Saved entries
--- --- ---
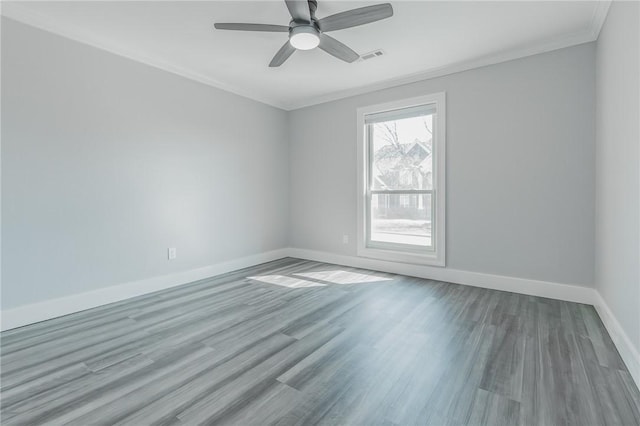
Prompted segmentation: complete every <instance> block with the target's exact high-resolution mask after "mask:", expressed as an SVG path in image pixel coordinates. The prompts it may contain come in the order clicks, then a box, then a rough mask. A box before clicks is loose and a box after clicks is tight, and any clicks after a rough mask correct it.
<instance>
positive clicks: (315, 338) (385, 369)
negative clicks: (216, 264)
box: [0, 259, 640, 425]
--- --- ---
- **Directions for this task**
Give the records back exactly. Leave the pictures out.

- **Output for this task**
Prompted segmentation: complete every <instance> block with the target's exact high-resolution mask after "mask:", expressed as an SVG path in image pixel coordinates. The prompts it may contain come in the order clicks, then a box, then a rough mask. A box before clicks is loose and a box after clicks is tight, and any clicks after a rough mask correct it.
<instance>
positive clicks: (315, 338) (385, 369)
negative clicks: (216, 264)
box: [0, 259, 640, 425]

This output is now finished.